#### Data for processing
• • • • • • •

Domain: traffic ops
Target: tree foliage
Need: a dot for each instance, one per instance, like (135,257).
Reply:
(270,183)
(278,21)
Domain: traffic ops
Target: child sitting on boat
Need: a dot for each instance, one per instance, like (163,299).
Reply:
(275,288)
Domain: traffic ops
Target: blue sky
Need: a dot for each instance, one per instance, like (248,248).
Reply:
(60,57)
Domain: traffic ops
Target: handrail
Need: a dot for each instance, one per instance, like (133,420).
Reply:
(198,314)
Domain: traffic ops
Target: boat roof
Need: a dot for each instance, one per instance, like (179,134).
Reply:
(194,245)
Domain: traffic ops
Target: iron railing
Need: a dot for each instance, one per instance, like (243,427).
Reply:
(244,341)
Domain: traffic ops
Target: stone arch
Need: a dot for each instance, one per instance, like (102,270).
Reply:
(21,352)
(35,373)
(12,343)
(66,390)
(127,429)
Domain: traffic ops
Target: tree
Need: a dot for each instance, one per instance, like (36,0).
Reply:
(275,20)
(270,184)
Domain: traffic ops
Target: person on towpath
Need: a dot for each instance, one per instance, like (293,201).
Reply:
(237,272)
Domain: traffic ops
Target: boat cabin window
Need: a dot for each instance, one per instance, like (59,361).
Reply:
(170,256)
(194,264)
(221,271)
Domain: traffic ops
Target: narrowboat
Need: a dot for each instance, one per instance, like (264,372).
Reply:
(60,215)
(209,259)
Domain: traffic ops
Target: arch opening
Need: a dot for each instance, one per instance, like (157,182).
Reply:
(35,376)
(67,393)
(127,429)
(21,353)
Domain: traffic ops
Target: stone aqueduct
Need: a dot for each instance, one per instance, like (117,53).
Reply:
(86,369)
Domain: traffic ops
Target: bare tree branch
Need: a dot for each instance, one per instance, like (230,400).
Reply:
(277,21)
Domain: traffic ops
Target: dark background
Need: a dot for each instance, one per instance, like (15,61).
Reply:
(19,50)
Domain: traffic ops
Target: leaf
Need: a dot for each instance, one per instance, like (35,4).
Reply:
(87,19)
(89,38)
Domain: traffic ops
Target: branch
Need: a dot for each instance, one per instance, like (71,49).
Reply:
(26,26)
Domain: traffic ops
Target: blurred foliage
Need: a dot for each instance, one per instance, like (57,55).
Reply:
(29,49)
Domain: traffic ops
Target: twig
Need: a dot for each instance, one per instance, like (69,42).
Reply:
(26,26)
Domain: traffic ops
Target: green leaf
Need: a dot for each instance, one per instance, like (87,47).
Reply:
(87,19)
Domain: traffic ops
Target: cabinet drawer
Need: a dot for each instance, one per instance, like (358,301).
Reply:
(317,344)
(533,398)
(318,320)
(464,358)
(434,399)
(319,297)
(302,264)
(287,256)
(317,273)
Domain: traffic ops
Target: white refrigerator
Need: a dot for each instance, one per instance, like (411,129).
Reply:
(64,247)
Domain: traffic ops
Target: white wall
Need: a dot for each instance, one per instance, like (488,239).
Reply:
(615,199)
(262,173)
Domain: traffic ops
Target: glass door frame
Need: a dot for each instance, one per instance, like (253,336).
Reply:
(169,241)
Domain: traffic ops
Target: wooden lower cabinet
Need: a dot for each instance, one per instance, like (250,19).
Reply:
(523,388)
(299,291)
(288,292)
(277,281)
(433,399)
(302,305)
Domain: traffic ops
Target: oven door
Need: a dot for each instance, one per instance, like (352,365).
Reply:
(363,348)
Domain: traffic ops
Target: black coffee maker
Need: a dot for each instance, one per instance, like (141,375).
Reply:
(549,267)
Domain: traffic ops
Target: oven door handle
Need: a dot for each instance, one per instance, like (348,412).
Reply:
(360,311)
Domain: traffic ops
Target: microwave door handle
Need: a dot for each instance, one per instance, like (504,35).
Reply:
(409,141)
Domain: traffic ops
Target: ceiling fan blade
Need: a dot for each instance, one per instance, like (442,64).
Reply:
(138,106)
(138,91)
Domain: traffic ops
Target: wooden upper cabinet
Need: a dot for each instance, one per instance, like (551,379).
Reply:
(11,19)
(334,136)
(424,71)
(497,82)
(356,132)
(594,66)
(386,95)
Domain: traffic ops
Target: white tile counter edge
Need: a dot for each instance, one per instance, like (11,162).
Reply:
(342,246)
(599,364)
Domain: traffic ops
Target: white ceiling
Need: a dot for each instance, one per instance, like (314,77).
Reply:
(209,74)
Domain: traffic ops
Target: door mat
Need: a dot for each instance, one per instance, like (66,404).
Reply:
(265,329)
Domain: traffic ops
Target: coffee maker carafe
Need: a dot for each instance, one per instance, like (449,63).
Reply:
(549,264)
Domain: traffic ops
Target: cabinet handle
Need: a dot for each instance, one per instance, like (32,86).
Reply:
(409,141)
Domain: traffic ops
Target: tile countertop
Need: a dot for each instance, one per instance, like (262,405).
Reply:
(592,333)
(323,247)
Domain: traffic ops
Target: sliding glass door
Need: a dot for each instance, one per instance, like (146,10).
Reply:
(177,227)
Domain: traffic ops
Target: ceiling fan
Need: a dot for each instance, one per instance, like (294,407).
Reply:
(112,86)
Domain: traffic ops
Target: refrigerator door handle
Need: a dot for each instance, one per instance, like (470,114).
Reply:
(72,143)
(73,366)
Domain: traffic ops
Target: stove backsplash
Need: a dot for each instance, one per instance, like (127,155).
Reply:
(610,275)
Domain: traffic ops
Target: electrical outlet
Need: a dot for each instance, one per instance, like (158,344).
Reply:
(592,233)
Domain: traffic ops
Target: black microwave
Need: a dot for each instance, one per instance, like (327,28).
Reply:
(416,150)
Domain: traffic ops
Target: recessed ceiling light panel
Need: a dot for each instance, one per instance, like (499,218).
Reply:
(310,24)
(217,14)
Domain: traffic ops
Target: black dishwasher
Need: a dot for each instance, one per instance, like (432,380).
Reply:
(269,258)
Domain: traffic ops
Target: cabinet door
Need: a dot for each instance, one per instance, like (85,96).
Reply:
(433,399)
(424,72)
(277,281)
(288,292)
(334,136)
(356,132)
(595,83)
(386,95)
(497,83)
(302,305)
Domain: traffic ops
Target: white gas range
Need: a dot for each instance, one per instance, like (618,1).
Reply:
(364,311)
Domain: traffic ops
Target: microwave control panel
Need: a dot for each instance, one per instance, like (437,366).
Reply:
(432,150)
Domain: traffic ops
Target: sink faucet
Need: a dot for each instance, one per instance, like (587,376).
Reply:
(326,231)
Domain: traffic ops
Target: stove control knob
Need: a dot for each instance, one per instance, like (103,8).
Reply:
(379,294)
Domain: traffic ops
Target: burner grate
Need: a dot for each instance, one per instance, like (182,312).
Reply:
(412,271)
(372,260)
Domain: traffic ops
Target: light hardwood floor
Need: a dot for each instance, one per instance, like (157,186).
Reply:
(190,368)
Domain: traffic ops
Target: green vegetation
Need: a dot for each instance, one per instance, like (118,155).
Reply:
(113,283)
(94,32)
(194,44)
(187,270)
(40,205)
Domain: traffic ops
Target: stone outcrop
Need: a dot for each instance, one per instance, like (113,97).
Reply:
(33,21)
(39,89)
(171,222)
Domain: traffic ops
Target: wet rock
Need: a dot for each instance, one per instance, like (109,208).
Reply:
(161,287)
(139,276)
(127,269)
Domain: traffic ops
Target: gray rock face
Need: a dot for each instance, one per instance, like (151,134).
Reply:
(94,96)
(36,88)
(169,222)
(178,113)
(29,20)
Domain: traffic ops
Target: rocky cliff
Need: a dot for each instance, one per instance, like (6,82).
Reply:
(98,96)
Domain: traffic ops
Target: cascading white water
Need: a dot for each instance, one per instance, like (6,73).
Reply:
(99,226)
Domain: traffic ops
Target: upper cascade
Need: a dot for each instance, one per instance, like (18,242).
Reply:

• • • • • • •

#### Exercise requirements
Each line of the material above needs to be quoted exactly, please.

#### Result of the task
Domain: traffic ops
Target: tree foliage
Need: a dot for each instance, one per instance, like (135,257).
Reply:
(270,183)
(278,21)
Domain: traffic ops
Target: child sitting on boat
Need: a dot for each instance, one per instance, like (163,299).
Reply:
(275,288)
Domain: traffic ops
Target: blue sky
Need: a dot for each instance, one per instance, like (248,248).
Reply:
(60,57)
Domain: traffic ops
Target: handrail
Need: a dot for each instance, one per instance, like (133,420).
Reply:
(198,314)
Domain: traffic ops
Target: boat roof
Need: a dot for each instance, one per instance, like (179,134).
Reply:
(194,245)
Domain: traffic ops
Target: iron railing
Need: a dot for each instance, one per instance, like (243,427).
Reply:
(244,341)
Domain: traffic ops
Target: stone arch
Need: a dot for each instance, one per instance, like (102,270).
Reply:
(21,352)
(35,373)
(12,343)
(66,390)
(127,429)
Domain: traffic ops
Target: tree
Need: a dot for each instance, one per instance, like (36,0).
Reply:
(275,20)
(270,184)
Domain: traffic ops
Target: person on towpath
Need: a dot for each instance, one per instance, like (293,201).
Reply:
(237,272)
Domain: traffic ops
Target: boat cabin window
Need: a dot for each instance, one per instance, like (59,361).
Reply:
(170,256)
(194,264)
(221,271)
Domain: traffic ops
Target: narrowboat
Need: a dot for each instance, one per instance, like (264,372).
Reply:
(60,215)
(209,259)
Domain: traffic ops
Target: arch opening
Need: a dot for each instance, one per instance, like (157,182).
Reply:
(35,376)
(67,393)
(127,429)
(21,353)
Domain: traffic ops
Target: stone aqueduct
Need: a dot for each instance, one per instance, like (117,53).
Reply:
(86,369)
Domain: traffic ops
Target: bare tree branch
Need: a dot for each instance, one per instance, like (230,400).
Reply:
(277,21)
Domain: traffic ops
Target: dark background
Need: a dot for each instance, one per instance, like (15,61).
Reply:
(19,50)
Domain: traffic ops
Target: leaf
Need: a dot for each instance, one per instance, like (35,4).
Reply:
(87,19)
(89,38)
Domain: traffic ops
Target: branch
Need: a dot for each instance, one per instance, like (71,49).
Reply:
(26,26)
Domain: traffic ops
Target: blurred foliage
Need: a dot for each instance, one per instance, like (57,55).
Reply:
(29,49)
Domain: traffic ops
Target: twig
Need: a dot for each instance, one per instance, like (69,42).
Reply:
(26,26)
Domain: traffic ops
Target: green leaf
Need: a dot for each instance, one per instance, like (87,47).
Reply:
(87,19)
Domain: traffic ops
Target: cabinet drawer
Need: a dot for each instance, one per instance, like (358,301).
Reply:
(317,344)
(533,398)
(318,320)
(464,358)
(434,399)
(319,297)
(302,264)
(287,256)
(317,273)
Domain: traffic ops
Target: white refrigerator
Need: a dot for each instance, one per instance, like (411,129).
Reply:
(64,247)
Domain: traffic ops
Target: white wall
Need: a dot for each instance, one per instance, like (488,239).
Reply:
(615,199)
(262,173)
Domain: traffic ops
Target: glass door frame
Need: a dot for each instance, one per instance, like (253,336).
Reply:
(169,241)
Domain: traffic ops
Target: wooden lower cabinet
Need: a dot for each instance, one per instance, like (250,19).
Reply:
(523,388)
(299,291)
(288,292)
(277,281)
(433,399)
(302,305)
Domain: traffic ops
Target: oven door
Need: a dot for each instance, one per instance, like (352,365).
Reply:
(363,348)
Domain: traffic ops
Target: black coffee maker
Need: a dot for each instance, one per instance, like (141,375).
Reply:
(549,267)
Domain: traffic ops
Target: oven door handle
Need: a dot for each instance, one per instance, like (348,412).
Reply:
(360,311)
Domain: traffic ops
Target: microwave door handle
Need: a dot for each instance, one per instance, like (504,35).
Reply:
(409,141)
Domain: traffic ops
Target: ceiling fan blade
Need: a dot for each instance, one per instance, like (442,64).
Reply:
(138,106)
(138,91)
Domain: traffic ops
Target: wooden upper cabinet
Need: a dot for each instance, one per instance, like (551,379).
Reply:
(11,19)
(334,136)
(424,71)
(497,82)
(356,132)
(594,66)
(386,95)
Domain: traffic ops
Target: white tile counter edge
Need: a dot for each instance, one per instance, like (11,162).
Reply:
(342,246)
(599,364)
Domain: traffic ops
Target: white ceiling
Need: a dot for each instance, one per instance, like (314,77).
Reply:
(209,74)
Domain: traffic ops
Target: door mat
Need: a dot for each instance, one per instance, like (66,404).
Reply:
(265,329)
Domain: traffic ops
Target: coffee maker carafe
Need: a dot for each instance, one per instance, like (449,63).
Reply:
(549,264)
Domain: traffic ops
Target: cabinet handle
Need: a dot for each instance, one per instance, like (32,86).
Reply:
(409,141)
Domain: traffic ops
Target: tile countertop
Need: a dot for each instance, one per instance, like (262,405).
Reply:
(592,333)
(323,247)
Domain: traffic ops
Target: sliding glass door
Need: a dot for each instance, one per instance, like (146,10).
Reply:
(177,227)
Domain: traffic ops
Target: ceiling fan
Need: a dot for each instance, one per instance, like (294,407).
Reply:
(112,86)
Domain: traffic ops
Target: refrigerator door handle
Need: a dot for each instance, one per instance, like (470,114).
Reply:
(72,143)
(73,366)
Domain: traffic ops
Target: stove backsplash
Need: a dot for each instance, one per instance, like (127,155).
Reply:
(610,275)
Domain: traffic ops
Target: electrical outlet
Need: a dot for each instance, one per instance, like (158,344).
Reply:
(592,233)
Domain: traffic ops
Target: black microwave
Need: a dot for each instance, one per instance, like (327,28).
Reply:
(416,150)
Domain: traffic ops
Target: recessed ceiling light panel
Need: a dot for each instance, one per instance, like (499,218).
Reply:
(310,24)
(217,14)
Domain: traffic ops
Target: black dishwasher
Need: a dot for each instance, one per instance, like (432,380).
Reply:
(269,258)
Domain: traffic ops
Target: cabinet door
Need: a dot for each instance, one per instance, like (85,96).
Reply:
(433,399)
(424,72)
(277,281)
(288,292)
(334,136)
(356,132)
(595,83)
(386,95)
(497,83)
(302,305)
Domain: traffic ops
Target: white gas range
Need: a dot for each instance, one per instance, like (618,1).
Reply:
(364,311)
Domain: traffic ops
Target: microwave control panel
Need: a dot for each instance, one per instance, like (437,366).
Reply:
(432,150)
Domain: traffic ops
Target: sink faucet
Need: a dot for each instance, one per instance, like (587,376).
Reply:
(326,231)
Domain: traffic ops
Target: stove control knob
Need: a dot for each instance, one per instance, like (103,8).
Reply:
(379,294)
Domain: traffic ops
Target: burner grate
Need: a dot for each instance, one per instance, like (182,312).
Reply:
(412,271)
(372,260)
Domain: traffic ops
Target: light hardwood floor
Need: a dot for each instance, one per instance, like (157,186).
Reply:
(190,368)
Domain: traffic ops
Target: green vegetation
Need: a dot for each instance, one per instance, like (118,155).
Reply:
(113,283)
(94,32)
(194,44)
(187,270)
(40,205)
Domain: traffic ops
Target: stone outcrop
Need: a dot for each instance, one per instance, like (113,97).
Reply:
(33,21)
(39,89)
(171,222)
Domain: traffic ops
Target: wet rock
Need: a dot for each instance, one per instance, like (109,208).
Reply:
(161,287)
(139,276)
(127,269)
Domain: traffic ops
Target: gray rock face
Need: a dot for each instance, one per instance, like (151,134).
Reply:
(94,96)
(36,88)
(169,222)
(178,113)
(29,20)
Domain: traffic ops
Target: rocky cliff
Need: a dot for each instance, one per instance, like (6,82).
Reply:
(98,96)
Domain: traffic ops
Target: cascading white water
Need: a dot for each instance, one per instance, like (6,73).
Reply:
(99,226)
Domain: traffic ops
Target: upper cascade
Need: a dot for each instance, one per instance, like (18,242).
Reply:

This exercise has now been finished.